* _REQUIRED ACTION_: Would you please repeat the lines in the listing below from the one containing "of the side" through the final one, exactly as they appear?

*** Opening of SOURCE MATERIAL ***

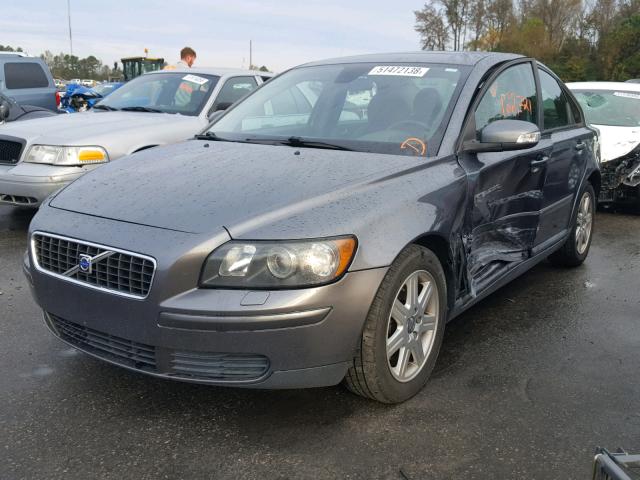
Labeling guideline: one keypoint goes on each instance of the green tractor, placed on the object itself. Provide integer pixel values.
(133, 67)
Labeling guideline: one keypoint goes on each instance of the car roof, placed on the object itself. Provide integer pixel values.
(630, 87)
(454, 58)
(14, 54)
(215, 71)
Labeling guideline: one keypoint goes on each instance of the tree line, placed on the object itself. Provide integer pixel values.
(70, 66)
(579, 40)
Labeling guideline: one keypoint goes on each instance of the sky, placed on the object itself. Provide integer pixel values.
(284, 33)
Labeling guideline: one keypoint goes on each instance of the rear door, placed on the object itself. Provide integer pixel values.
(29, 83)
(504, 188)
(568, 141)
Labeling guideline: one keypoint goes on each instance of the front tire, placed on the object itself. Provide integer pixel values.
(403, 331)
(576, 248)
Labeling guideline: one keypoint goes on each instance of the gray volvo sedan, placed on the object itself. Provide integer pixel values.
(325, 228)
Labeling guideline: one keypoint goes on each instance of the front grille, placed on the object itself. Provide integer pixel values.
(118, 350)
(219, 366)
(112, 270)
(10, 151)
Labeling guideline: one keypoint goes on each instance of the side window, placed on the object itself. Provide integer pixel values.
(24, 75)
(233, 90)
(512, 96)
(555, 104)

*** Close of SOURCE MATERIAL ***

* _TASK SOLUTION_:
Labeling guideline: one keypoint goes on each instance of the side window, placed on the object itself. Provide integer pixel values.
(24, 75)
(233, 90)
(512, 96)
(555, 104)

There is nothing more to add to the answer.